* _やること_: 武雄市のタブレット教育に関する記事のうち、「中学校長―「システム構築より一人1台」の暴論」から始まり「仰天発言まで飛び出していた。」で終わる部分を、「タブレットPC」を「タブレット端末」に置き換えて書き直してください。

* _抽出テキスト_:
━━━━━━━━━━

議事録 佐賀県武雄市で樋渡啓祐前市長が市内の全小中学校で推進したタブレット型端末を使った教育事業。改革市政の目玉として注目された取り組みだったが、実態はデジタル教科書・教材の普及を目論む業界団体「デジタル教科書教材協議会(DiTT)」(会長:小宮山 宏 三菱総研理事長)と樋渡氏が組んだパフォーマンス。公金を使った事業は、主役であるはずの子どもを置き去りに、DiTTが掲げた「全国の児童・生徒に一人1台のPC」を実現するための布石になっていた。
 教育を歪めたのは、DiTTのメンバー4人が入った同市の諮問機関「武雄市ICT教育推進協議会」(座長:松原聡東洋大教授)。そこでの「機種選定過程」に絞って、検証を続ける。(写真は、武雄市ICT教育推進協議会の議事録)

中学校長―「システム構築より一人1台」の暴論
 平成25年4月、樋渡市長(当時)は、自らが設置した「武雄市ICT教育推進協議会」(座長:松原聡東洋大教授)に対し、次の3点について諮問を行った。

・武雄市立小中学校の児童生徒に整備するタブレットPCの機種
・整備する対象の学年
・タブレットPCに整備するコンテンツ

 諮問を受け、同月中に東京、武雄の2会場で開かれた第1回協議会の結果、導入機種は「iPadmini」に――。ところが、5月になって出された「答申」ではiPadのことには一切触れず、整備対象を全学年とすることで、DiTTが目指す「児童・生徒にタブレットPC一人1台」の実現を強調する形となっていた。

 ここに至る協議会での議論については、開示された「議事録」を抜粋する形で報じてきた通り。「一人1台」にかけるDiTTのメンバー4人を中心とする東京会場での議論は、教育とは無縁。業界団体の意向を代弁する学者たちの、作戦会議の場となっていた。

 一方、武雄市の学校関係者を集めた武雄会場での議論も五十歩百歩。東京での会議結果を追認したばかりか、ある中学の校長からは、次のような仰天発言まで飛び出していた。

市教委職員:次に整備する対象の学年についてですが、小学校1年生からから中学校3年生全員にということなんですが、いかがでしょうか。

━━━━━━━━━━

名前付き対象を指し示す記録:
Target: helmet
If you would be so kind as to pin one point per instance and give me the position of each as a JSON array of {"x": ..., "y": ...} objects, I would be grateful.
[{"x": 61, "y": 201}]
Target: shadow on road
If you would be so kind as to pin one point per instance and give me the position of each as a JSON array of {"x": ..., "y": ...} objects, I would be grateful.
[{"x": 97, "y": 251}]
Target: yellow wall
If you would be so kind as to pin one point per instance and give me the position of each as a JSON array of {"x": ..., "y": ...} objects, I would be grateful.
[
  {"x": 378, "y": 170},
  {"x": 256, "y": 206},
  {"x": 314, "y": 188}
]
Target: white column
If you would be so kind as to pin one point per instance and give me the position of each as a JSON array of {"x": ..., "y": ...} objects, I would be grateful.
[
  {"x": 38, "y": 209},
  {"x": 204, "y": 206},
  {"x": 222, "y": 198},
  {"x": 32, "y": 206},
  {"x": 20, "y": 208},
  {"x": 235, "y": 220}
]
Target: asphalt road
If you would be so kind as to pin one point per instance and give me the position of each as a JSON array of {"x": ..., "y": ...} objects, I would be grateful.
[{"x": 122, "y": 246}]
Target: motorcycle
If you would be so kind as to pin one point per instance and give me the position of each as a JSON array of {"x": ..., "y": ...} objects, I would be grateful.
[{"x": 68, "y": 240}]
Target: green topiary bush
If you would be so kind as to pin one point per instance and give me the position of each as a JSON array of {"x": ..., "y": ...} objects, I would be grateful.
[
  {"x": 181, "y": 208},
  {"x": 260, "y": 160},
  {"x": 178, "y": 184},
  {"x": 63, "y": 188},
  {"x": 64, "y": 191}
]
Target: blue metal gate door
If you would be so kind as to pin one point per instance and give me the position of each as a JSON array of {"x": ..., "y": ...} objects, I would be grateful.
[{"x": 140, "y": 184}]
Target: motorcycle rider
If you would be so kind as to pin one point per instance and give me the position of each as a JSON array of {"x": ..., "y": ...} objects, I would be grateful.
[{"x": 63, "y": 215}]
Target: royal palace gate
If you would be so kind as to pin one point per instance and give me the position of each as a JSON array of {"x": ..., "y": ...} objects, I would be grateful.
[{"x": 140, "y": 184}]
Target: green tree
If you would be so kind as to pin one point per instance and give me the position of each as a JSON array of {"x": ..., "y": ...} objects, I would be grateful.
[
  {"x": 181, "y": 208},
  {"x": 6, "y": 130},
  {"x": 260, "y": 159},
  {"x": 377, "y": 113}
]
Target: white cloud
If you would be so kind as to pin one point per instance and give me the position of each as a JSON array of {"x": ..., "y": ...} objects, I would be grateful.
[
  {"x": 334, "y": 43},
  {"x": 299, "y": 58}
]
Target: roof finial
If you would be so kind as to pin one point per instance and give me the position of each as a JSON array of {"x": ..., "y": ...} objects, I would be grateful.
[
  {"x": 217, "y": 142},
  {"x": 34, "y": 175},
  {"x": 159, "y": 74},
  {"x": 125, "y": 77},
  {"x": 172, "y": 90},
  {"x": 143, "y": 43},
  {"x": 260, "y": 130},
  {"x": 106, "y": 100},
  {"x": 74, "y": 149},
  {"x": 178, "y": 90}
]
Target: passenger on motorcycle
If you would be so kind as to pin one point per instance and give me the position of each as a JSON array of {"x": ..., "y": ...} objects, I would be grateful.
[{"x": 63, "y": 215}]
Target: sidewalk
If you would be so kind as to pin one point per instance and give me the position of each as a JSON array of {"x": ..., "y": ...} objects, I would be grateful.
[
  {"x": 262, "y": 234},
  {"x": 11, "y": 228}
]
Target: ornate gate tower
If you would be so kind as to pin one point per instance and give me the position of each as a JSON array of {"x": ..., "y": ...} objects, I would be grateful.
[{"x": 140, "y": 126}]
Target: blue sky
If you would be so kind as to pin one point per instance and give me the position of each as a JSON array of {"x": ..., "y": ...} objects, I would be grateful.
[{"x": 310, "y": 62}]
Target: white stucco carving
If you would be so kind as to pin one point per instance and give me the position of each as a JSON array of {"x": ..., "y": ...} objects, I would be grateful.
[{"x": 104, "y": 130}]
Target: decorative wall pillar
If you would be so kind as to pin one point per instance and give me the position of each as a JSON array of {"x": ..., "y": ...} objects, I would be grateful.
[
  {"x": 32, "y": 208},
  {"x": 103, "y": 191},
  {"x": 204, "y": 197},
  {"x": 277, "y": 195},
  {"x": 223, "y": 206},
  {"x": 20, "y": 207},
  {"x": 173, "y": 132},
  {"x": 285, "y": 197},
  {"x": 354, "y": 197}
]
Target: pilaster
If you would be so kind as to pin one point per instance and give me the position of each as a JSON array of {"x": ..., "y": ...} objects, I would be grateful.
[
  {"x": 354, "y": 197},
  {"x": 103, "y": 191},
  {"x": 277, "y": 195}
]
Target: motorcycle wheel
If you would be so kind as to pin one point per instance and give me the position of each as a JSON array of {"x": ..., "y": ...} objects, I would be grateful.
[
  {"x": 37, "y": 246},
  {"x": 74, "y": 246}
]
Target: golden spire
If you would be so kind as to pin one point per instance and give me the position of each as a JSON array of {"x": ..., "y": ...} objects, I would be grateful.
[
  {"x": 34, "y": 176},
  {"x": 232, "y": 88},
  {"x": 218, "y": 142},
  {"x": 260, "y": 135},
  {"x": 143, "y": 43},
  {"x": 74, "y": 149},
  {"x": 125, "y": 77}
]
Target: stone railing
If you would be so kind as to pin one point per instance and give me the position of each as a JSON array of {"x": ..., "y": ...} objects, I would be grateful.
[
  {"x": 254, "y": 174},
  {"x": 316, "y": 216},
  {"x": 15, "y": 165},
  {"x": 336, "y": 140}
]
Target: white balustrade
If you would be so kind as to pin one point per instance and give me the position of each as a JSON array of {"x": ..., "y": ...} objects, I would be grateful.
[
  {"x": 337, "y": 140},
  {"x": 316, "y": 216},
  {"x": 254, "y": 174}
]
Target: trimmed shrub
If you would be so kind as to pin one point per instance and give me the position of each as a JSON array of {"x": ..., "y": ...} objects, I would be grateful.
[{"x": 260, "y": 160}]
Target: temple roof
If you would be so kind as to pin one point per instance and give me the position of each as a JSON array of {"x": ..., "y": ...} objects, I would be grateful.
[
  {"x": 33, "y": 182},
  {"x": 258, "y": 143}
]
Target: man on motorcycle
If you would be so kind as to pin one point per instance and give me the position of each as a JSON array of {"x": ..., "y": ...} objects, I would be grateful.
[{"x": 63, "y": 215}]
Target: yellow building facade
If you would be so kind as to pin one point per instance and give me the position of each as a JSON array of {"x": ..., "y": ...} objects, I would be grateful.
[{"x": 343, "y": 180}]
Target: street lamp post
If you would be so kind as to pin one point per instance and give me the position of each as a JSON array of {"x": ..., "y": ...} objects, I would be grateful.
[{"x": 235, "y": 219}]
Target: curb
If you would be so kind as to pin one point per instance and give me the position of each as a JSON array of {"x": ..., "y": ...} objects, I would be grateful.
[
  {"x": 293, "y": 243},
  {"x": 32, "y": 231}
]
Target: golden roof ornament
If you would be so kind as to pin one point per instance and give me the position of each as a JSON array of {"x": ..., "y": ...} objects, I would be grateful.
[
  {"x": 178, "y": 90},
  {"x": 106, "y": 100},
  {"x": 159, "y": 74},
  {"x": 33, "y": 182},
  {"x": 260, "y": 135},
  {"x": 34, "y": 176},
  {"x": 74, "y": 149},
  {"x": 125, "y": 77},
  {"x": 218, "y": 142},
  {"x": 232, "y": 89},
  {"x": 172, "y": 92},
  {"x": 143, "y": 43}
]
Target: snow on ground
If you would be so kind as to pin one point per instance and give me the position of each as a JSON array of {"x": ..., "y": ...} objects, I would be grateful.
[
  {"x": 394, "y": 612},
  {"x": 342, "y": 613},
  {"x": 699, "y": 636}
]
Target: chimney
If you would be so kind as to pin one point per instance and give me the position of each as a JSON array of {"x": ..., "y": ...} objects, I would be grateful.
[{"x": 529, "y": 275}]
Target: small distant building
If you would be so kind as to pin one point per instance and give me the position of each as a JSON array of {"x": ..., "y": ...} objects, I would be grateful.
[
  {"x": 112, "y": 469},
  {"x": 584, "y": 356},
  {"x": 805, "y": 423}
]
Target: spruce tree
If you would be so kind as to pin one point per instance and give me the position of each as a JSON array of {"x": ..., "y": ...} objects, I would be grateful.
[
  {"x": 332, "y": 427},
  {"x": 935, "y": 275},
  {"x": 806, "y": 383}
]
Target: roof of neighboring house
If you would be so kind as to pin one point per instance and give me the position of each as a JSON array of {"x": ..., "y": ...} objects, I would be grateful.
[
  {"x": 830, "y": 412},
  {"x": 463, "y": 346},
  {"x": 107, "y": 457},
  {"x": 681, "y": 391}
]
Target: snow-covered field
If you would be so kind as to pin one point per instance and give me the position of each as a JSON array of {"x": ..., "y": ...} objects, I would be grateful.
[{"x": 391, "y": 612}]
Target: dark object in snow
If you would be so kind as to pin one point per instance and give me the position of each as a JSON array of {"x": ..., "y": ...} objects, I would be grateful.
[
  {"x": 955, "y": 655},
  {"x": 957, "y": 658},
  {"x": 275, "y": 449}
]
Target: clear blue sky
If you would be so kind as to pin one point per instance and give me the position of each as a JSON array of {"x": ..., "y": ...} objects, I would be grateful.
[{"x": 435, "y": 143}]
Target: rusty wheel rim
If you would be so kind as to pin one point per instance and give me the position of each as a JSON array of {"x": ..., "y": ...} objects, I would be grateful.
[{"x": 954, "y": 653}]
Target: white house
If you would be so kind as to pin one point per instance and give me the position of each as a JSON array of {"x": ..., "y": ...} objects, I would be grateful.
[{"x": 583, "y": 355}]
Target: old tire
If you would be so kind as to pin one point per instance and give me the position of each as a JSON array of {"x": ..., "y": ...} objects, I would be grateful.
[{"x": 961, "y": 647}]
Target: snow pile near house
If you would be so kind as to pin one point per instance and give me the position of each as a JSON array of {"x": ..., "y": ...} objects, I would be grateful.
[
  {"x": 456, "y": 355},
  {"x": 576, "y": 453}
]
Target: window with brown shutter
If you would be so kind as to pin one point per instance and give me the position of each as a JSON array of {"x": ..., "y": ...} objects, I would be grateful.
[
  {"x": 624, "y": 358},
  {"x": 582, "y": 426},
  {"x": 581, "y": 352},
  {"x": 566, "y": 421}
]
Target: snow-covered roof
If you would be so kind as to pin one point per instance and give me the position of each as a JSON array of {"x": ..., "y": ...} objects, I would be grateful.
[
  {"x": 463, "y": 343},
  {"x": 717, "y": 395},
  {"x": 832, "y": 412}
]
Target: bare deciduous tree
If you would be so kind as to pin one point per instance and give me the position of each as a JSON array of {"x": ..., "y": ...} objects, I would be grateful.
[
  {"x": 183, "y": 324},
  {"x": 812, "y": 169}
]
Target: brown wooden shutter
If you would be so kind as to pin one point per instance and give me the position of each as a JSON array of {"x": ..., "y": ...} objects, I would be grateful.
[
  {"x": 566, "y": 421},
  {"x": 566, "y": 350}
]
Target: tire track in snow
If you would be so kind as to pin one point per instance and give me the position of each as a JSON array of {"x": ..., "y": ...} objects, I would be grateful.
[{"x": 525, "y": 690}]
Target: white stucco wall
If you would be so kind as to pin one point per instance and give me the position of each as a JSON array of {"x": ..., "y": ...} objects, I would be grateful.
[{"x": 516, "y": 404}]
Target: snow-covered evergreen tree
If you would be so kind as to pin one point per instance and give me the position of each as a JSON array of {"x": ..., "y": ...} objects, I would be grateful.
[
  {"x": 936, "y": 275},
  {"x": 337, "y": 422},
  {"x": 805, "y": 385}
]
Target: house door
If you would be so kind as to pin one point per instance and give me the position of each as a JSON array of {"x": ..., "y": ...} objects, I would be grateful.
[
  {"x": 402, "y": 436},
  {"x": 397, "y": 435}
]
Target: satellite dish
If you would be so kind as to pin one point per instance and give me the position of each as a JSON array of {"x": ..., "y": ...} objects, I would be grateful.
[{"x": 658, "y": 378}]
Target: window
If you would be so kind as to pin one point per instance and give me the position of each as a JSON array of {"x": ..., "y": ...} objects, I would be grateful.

━━━━━━━━━━

* _出力は以下_:
中学校長―「システム構築より一人1台」の暴論
 平成25年4月、樋渡市長(当時)は、自らが設置した「武雄市ICT教育推進協議会」(座長:松原聡東洋大教授)に対し、次の3点について諮問を行った。

・武雄市立小中学校の児童生徒に整備するタブレット端末の機種
・整備する対象の学年
・タブレット端末に整備するコンテンツ

 諮問を受け、同月中に東京、武雄の2会場で開かれた第1回協議会の結果、導入機種は「iPadmini」に――。ところが、5月になって出された「答申」ではiPadのことには一切触れず、整備対象を全学年とすることで、DiTTが目指す「児童・生徒にタブレット端末一人1台」の実現を強調する形となっていた。

 ここに至る協議会での議論については、開示された「議事録」を抜粋する形で報じてきた通り。「一人1台」にかけるDiTTのメンバー4人を中心とする東京会場での議論は、教育とは無縁。業界団体の意向を代弁する学者たちの、作戦会議の場となっていた。

 一方、武雄市の学校関係者を集めた武雄会場での議論も五十歩百歩。東京での会議結果を追認したばかりか、ある中学の校長からは、次のような仰天発言まで飛び出していた。